• Problem details: Count the lines in the material below that contain the string "suit". Reply with that number alone.

• Given records:
------------------------------------------------

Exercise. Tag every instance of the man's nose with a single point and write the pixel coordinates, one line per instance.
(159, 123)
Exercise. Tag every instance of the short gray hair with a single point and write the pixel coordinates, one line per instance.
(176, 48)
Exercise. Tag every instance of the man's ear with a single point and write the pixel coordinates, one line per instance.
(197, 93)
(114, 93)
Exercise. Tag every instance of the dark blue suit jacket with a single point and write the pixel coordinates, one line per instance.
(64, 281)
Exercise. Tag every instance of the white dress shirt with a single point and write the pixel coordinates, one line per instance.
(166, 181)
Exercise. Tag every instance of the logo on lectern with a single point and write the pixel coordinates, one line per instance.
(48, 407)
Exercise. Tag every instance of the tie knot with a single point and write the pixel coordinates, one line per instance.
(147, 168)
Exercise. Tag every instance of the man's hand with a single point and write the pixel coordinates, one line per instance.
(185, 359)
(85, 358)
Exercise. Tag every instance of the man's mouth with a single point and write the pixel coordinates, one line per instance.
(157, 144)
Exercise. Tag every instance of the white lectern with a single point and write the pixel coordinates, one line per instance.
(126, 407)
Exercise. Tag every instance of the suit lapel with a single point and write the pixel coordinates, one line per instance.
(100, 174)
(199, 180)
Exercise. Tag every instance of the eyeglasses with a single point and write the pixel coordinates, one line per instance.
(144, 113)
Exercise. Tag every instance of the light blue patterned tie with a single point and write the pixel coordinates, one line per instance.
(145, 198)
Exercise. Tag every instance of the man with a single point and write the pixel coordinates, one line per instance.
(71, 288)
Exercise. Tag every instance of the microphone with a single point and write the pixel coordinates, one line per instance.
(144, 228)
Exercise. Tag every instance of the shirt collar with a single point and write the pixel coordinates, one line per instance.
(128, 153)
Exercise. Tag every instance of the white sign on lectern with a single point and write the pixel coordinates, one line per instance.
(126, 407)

------------------------------------------------

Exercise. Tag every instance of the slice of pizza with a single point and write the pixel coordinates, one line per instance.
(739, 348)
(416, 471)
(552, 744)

------------------------------------------------

• Written answer: 2